• [Stored rows]:
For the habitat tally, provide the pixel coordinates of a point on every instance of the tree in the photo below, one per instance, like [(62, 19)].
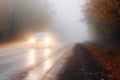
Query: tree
[(104, 18)]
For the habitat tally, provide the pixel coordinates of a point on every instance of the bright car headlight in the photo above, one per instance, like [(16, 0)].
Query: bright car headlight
[(47, 40), (32, 40)]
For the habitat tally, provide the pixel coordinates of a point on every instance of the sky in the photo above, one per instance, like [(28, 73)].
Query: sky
[(68, 20)]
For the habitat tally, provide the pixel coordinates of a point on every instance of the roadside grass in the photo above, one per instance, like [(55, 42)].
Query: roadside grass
[(108, 56)]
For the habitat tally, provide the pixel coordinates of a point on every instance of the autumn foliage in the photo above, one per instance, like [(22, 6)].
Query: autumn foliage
[(104, 18)]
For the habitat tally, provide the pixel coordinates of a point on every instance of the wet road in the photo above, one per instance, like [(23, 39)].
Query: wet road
[(25, 63), (70, 62)]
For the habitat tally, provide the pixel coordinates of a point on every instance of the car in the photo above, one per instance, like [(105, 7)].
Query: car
[(41, 40)]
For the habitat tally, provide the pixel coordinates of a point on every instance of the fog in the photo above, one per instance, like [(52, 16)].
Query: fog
[(69, 20)]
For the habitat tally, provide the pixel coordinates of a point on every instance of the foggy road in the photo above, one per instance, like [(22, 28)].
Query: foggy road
[(26, 63), (70, 62)]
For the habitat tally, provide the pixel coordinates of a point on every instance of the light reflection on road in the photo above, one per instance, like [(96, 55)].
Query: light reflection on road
[(47, 52), (31, 57), (42, 68)]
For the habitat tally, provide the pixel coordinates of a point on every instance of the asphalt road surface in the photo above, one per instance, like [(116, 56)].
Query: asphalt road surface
[(70, 62)]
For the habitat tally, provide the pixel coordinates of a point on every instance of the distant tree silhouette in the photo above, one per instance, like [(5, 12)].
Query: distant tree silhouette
[(104, 18)]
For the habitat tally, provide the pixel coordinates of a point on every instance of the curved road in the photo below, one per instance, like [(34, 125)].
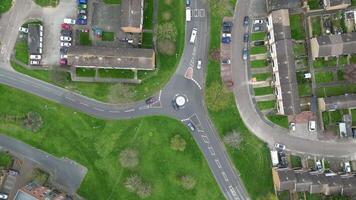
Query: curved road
[(194, 111), (258, 125)]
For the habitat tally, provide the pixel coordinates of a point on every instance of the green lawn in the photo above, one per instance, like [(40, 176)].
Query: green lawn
[(116, 73), (85, 72), (84, 39), (5, 160), (280, 120), (147, 40), (262, 76), (96, 144), (21, 51), (112, 1), (264, 105), (321, 62), (263, 90), (259, 63), (108, 36), (226, 118), (5, 5), (299, 49), (47, 3), (148, 15), (258, 36), (324, 77), (316, 23), (258, 50), (297, 28)]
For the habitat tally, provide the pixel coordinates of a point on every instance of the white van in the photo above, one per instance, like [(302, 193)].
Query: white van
[(312, 126), (188, 14), (193, 35)]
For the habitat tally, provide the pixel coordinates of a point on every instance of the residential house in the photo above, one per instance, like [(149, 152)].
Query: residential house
[(132, 16), (283, 63), (111, 58), (333, 45)]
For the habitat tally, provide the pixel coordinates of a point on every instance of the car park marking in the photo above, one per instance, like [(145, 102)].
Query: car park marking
[(218, 163), (211, 149)]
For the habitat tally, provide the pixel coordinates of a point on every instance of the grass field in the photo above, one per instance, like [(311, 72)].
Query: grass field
[(297, 28), (21, 51), (258, 63), (108, 36), (5, 5), (47, 3), (96, 144), (263, 91), (225, 117)]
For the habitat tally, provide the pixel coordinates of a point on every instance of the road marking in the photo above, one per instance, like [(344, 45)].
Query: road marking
[(211, 149), (218, 163)]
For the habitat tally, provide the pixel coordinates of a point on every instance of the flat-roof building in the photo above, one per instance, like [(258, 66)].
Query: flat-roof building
[(132, 16), (283, 64), (115, 58), (333, 45)]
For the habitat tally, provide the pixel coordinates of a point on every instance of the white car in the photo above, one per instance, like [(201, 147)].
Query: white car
[(34, 62), (23, 29), (35, 57), (65, 38), (199, 64), (66, 44), (280, 146)]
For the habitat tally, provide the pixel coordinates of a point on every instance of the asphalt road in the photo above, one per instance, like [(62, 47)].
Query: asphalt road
[(257, 124), (195, 111)]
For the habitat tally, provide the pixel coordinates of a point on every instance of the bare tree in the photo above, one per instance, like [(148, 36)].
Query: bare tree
[(178, 143), (129, 158), (232, 139)]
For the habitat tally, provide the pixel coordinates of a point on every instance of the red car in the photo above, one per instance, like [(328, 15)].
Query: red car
[(63, 61), (66, 26)]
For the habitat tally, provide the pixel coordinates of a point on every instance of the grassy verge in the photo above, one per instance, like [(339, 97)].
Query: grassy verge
[(297, 28), (108, 36), (5, 5), (116, 73), (97, 144), (47, 3), (21, 51), (263, 91), (223, 112), (259, 63)]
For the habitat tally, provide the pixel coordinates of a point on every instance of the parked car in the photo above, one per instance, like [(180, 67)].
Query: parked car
[(150, 100), (246, 37), (191, 126), (23, 29), (246, 20), (35, 57), (34, 62), (65, 26), (244, 53), (199, 64), (3, 196), (65, 38), (66, 44), (66, 32), (280, 146), (63, 61)]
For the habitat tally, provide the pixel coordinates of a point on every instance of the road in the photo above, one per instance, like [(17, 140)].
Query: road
[(194, 111), (255, 122)]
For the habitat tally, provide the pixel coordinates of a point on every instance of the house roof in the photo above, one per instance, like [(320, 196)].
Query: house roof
[(123, 58), (33, 39), (287, 77), (132, 13), (334, 45)]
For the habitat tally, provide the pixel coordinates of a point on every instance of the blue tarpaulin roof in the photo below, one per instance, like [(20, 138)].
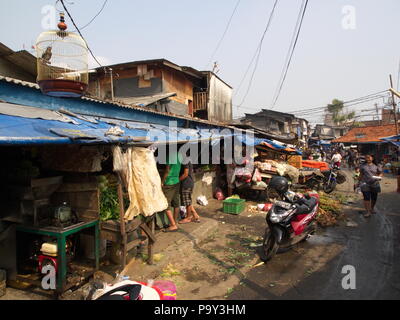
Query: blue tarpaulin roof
[(21, 125), (19, 130)]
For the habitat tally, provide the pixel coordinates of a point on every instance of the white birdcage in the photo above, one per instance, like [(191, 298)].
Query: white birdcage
[(62, 62)]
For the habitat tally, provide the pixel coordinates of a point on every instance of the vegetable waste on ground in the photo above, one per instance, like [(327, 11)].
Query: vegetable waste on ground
[(330, 210)]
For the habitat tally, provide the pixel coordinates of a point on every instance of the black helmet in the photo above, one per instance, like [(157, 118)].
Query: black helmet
[(279, 184)]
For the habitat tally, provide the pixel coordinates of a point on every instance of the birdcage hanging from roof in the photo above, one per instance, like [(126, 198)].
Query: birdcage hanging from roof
[(62, 62)]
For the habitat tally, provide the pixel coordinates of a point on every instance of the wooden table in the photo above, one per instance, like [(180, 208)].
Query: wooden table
[(61, 235)]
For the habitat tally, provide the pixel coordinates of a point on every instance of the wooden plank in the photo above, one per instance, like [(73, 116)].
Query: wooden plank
[(110, 235), (148, 232), (132, 244), (78, 187)]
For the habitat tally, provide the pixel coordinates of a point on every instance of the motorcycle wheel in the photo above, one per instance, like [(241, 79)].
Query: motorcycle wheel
[(329, 187), (270, 247)]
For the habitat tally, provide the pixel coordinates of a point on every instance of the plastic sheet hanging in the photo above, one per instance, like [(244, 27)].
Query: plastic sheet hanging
[(138, 170)]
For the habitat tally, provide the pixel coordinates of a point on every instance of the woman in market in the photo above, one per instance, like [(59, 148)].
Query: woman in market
[(171, 189), (187, 184), (370, 174)]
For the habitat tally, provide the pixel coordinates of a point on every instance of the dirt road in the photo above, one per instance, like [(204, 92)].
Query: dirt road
[(314, 270)]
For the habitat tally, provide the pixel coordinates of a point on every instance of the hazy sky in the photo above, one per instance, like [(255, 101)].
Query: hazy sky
[(329, 62)]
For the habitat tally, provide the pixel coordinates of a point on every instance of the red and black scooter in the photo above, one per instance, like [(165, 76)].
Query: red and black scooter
[(290, 221)]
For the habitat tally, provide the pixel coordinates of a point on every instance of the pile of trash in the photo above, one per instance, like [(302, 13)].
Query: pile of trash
[(330, 210)]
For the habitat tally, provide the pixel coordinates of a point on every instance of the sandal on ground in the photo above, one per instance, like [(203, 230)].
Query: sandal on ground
[(183, 221), (166, 230)]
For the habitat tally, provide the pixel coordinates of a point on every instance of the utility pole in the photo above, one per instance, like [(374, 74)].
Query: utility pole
[(394, 105)]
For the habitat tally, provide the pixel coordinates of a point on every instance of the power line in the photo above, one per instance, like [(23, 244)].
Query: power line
[(376, 94), (77, 29), (223, 35), (258, 51), (398, 78), (372, 96), (302, 12), (98, 13)]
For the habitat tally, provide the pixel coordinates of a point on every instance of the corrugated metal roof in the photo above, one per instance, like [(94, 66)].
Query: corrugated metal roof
[(119, 104), (367, 134), (146, 100)]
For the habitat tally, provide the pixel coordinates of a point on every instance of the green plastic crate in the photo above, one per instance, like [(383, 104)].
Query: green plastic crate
[(233, 206)]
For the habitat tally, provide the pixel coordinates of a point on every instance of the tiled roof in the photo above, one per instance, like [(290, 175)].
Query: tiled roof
[(368, 134)]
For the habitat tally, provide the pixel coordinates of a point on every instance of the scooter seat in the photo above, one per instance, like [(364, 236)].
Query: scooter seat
[(305, 206)]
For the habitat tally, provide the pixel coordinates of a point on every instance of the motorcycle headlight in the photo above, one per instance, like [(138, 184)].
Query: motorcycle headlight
[(278, 214)]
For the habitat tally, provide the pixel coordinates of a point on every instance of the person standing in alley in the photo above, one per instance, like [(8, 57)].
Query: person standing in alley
[(370, 174), (187, 184), (336, 159), (171, 189)]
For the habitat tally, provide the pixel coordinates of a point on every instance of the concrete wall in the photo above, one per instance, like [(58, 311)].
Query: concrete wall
[(220, 100)]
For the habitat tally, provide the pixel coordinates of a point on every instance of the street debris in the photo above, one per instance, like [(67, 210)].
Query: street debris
[(170, 271), (330, 210)]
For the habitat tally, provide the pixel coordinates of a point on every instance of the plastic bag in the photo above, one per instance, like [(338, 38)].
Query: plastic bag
[(202, 200), (218, 194)]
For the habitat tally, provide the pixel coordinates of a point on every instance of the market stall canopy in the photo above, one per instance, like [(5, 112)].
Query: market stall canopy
[(22, 125), (394, 139), (269, 144)]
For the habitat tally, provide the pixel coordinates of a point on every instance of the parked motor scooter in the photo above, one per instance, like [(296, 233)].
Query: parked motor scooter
[(290, 221), (326, 179)]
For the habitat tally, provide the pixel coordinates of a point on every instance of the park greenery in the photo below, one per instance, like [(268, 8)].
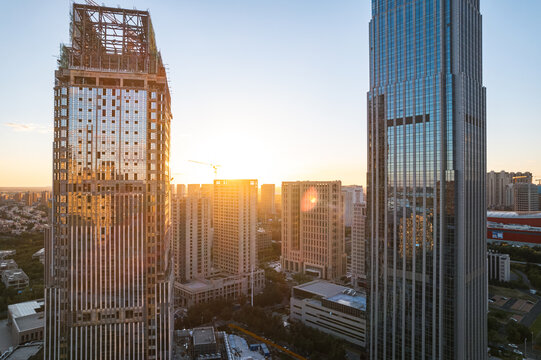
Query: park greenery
[(304, 340), (261, 320), (26, 245)]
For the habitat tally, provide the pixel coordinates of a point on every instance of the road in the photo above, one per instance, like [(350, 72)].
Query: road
[(268, 342)]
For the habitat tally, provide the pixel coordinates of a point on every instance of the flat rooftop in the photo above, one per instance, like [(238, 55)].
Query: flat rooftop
[(203, 336), (26, 308), (30, 322), (335, 293)]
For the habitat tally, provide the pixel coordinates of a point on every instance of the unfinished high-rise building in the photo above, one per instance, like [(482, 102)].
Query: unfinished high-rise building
[(108, 273)]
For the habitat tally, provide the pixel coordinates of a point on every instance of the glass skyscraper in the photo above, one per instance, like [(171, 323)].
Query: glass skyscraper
[(108, 269), (426, 181)]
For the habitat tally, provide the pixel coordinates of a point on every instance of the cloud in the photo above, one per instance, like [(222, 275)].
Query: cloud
[(29, 127)]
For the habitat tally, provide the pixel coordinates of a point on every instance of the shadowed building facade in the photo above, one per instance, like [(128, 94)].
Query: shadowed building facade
[(426, 200), (108, 269)]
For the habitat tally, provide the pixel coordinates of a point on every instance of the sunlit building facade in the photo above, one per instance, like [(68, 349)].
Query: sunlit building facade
[(313, 229), (191, 236), (426, 203), (266, 204), (358, 245), (234, 244), (108, 268)]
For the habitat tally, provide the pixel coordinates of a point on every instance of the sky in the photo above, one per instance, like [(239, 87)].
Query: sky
[(268, 89)]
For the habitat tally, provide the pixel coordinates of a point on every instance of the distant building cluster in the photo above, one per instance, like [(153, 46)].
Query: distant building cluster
[(512, 191), (22, 212), (11, 275)]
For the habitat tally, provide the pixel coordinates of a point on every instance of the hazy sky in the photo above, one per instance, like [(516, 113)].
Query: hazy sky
[(269, 89)]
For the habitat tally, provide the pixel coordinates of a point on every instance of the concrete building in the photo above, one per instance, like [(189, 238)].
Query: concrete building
[(499, 185), (353, 194), (15, 278), (263, 240), (330, 308), (313, 228), (358, 245), (218, 286), (234, 246), (267, 202), (108, 276), (514, 228), (8, 264), (499, 266), (40, 255), (26, 321), (205, 344), (426, 189), (7, 253), (525, 197), (180, 190), (191, 241)]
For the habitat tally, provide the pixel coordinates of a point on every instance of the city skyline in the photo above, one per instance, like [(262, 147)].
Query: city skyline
[(220, 87)]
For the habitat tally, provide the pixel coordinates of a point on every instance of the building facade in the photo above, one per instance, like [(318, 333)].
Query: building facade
[(499, 185), (108, 264), (499, 266), (525, 197), (358, 245), (217, 286), (353, 194), (313, 228), (426, 202), (267, 203), (191, 236), (234, 243), (330, 308)]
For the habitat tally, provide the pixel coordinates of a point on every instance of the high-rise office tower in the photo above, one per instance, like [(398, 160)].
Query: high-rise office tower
[(525, 197), (499, 186), (191, 236), (313, 228), (180, 189), (426, 203), (266, 204), (353, 194), (235, 203), (108, 274), (358, 244)]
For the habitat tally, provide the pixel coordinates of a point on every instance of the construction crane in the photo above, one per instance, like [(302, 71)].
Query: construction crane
[(518, 177), (174, 174), (214, 166)]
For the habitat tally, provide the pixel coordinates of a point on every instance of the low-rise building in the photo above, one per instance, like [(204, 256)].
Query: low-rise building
[(499, 266), (218, 286), (15, 278), (205, 344), (330, 308), (7, 253), (26, 321), (7, 264)]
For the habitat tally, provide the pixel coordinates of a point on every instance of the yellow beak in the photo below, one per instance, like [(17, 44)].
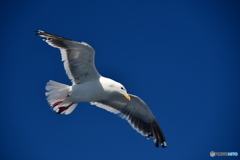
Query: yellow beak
[(127, 96)]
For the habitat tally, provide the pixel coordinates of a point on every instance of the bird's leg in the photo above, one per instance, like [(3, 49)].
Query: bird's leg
[(58, 102), (61, 109)]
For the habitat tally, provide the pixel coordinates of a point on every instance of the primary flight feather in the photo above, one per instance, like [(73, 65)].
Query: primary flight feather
[(89, 86)]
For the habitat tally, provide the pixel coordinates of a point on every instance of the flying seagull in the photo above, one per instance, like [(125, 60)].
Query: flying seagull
[(89, 86)]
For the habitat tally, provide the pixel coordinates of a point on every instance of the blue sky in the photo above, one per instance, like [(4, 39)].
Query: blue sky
[(180, 57)]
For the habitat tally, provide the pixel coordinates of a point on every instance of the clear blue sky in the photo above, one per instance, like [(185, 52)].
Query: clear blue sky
[(181, 57)]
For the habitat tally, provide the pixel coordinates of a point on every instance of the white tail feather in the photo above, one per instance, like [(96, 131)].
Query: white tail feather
[(57, 92)]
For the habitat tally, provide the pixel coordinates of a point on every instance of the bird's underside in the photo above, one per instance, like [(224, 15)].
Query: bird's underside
[(78, 58)]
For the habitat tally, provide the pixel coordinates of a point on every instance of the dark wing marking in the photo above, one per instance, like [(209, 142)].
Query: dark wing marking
[(137, 113), (78, 57)]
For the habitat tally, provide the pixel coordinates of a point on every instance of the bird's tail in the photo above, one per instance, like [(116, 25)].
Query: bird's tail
[(57, 96)]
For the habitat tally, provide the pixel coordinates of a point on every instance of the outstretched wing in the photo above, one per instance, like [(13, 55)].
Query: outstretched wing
[(78, 57), (138, 115)]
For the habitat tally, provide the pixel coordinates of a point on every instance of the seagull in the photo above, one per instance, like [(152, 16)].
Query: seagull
[(89, 86)]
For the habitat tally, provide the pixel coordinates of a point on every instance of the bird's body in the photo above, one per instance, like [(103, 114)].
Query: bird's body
[(89, 86)]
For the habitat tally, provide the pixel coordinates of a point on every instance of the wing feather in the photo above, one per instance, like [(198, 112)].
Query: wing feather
[(138, 115), (78, 57)]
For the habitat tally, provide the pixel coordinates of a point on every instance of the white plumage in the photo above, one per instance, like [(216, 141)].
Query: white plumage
[(89, 86)]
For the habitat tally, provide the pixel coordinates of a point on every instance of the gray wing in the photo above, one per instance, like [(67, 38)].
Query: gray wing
[(78, 57), (138, 115)]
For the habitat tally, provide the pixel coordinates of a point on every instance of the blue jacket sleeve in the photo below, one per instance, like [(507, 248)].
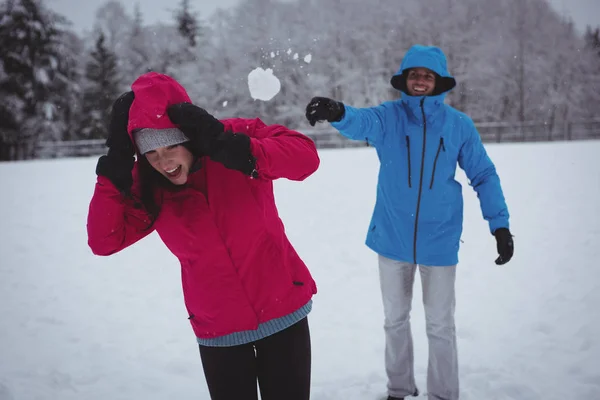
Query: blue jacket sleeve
[(484, 179), (366, 124)]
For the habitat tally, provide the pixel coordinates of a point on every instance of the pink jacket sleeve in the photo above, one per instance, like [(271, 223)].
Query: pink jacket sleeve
[(114, 222), (280, 152)]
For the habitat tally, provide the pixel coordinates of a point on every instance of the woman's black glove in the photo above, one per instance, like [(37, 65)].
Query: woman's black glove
[(117, 164), (208, 138)]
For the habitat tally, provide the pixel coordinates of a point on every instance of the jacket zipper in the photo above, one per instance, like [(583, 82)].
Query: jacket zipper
[(409, 170), (420, 182), (440, 147)]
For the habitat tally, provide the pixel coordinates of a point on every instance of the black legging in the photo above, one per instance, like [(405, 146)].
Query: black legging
[(281, 363)]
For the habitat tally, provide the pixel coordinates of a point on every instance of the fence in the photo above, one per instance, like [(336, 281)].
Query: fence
[(491, 132)]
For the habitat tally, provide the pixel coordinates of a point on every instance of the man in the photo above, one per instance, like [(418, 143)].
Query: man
[(418, 215)]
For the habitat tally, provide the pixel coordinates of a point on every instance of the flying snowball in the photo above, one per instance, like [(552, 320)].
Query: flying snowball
[(263, 84)]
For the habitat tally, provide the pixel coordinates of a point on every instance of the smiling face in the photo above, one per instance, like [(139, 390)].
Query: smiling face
[(420, 82), (173, 162)]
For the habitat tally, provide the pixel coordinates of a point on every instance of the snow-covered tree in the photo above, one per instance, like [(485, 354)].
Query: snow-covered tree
[(101, 89), (187, 23), (34, 74)]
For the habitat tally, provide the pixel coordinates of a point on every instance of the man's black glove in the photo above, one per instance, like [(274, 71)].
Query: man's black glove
[(117, 164), (208, 138), (198, 125), (504, 245), (324, 109)]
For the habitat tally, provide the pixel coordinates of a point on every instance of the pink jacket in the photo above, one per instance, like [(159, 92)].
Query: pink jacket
[(238, 267)]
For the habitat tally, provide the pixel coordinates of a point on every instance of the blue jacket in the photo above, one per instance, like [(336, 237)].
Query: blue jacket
[(418, 215)]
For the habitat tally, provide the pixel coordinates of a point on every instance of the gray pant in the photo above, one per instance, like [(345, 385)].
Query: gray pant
[(397, 279)]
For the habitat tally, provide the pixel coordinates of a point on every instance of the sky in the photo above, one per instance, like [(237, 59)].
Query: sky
[(81, 13)]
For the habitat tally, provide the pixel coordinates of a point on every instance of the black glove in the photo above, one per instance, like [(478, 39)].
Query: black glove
[(504, 245), (233, 151), (208, 138), (198, 125), (324, 109), (117, 164)]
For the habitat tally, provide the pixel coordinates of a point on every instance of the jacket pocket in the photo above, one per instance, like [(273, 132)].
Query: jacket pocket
[(408, 161), (441, 147)]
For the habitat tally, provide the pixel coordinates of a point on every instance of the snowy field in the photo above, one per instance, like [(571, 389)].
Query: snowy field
[(79, 327)]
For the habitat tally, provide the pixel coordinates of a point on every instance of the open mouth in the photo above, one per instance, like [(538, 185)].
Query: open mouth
[(174, 173), (420, 89)]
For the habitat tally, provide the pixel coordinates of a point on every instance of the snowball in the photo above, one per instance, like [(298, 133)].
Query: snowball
[(263, 84)]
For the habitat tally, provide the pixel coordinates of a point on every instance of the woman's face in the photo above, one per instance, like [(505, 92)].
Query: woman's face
[(173, 162)]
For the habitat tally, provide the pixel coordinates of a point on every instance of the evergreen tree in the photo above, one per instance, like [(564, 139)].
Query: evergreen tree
[(101, 89), (32, 76), (187, 23), (592, 39)]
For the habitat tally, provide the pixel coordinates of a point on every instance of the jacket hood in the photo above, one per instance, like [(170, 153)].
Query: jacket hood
[(429, 57), (154, 93)]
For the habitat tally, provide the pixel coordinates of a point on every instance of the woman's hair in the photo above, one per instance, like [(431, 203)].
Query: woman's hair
[(150, 180)]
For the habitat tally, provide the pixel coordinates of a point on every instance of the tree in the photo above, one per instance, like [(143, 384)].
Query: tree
[(101, 90), (187, 23), (32, 75)]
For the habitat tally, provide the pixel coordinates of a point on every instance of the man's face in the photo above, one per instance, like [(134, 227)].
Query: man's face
[(420, 82)]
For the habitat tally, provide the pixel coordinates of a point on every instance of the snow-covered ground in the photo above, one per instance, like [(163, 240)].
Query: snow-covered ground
[(77, 326)]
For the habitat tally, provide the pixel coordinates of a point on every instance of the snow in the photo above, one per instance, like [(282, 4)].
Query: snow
[(263, 84), (78, 326)]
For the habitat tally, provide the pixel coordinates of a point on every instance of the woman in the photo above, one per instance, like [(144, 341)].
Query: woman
[(206, 187)]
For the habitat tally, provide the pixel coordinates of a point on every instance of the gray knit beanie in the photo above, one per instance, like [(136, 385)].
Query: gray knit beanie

• [Work to complete]:
Render the lines starting at the one containing "like [(96, 55)]." and ending at the one containing "[(312, 126), (188, 14), (193, 35)]" as a numbered list, leaving out blank lines and any pictures. Include no other items.

• [Answer to the exercise]:
1. For the habitat tally, provide the pixel coordinates of a point on every instance of the light reflection on road in the photo above, one per instance, like [(96, 55)].
2. Query: light reflection on road
3. [(47, 52), (31, 57), (42, 68)]
4. For the habitat tally, provide the pixel coordinates of a point on every instance of the asphalt road surface in the photo above, one per instance, like [(116, 56)].
5. Query: asphalt road surface
6. [(70, 62)]
7. For the habitat tally, provide the pixel coordinates of a point on every instance of the distant tree silhouette in the photo above, one per instance, like [(5, 12)].
8. Query: distant tree silhouette
9. [(104, 18)]
10. For the habitat tally, provide the pixel coordinates of a point on every instance of the curved road in the photo below, one per instance, like [(34, 125)].
11. Query: curved road
12. [(194, 111), (258, 125)]
13. For the habitat tally, provide the pixel coordinates of a point on every instance of the green lawn in the photo above, one per instance, like [(40, 176)].
14. Query: green lawn
15. [(116, 73), (85, 72), (84, 39), (5, 160), (280, 120), (147, 40), (262, 76), (96, 144), (21, 51), (112, 1), (264, 105), (321, 62), (263, 90), (259, 63), (108, 36), (226, 118), (5, 5), (299, 49), (47, 3), (148, 15), (258, 36), (324, 77), (316, 23), (258, 50), (297, 28)]
16. For the habitat tally, provide the pixel coordinates of a point on every instance of the white van in the photo above, one per instance, like [(302, 193)].
17. Query: white van
18. [(312, 126), (188, 14), (193, 35)]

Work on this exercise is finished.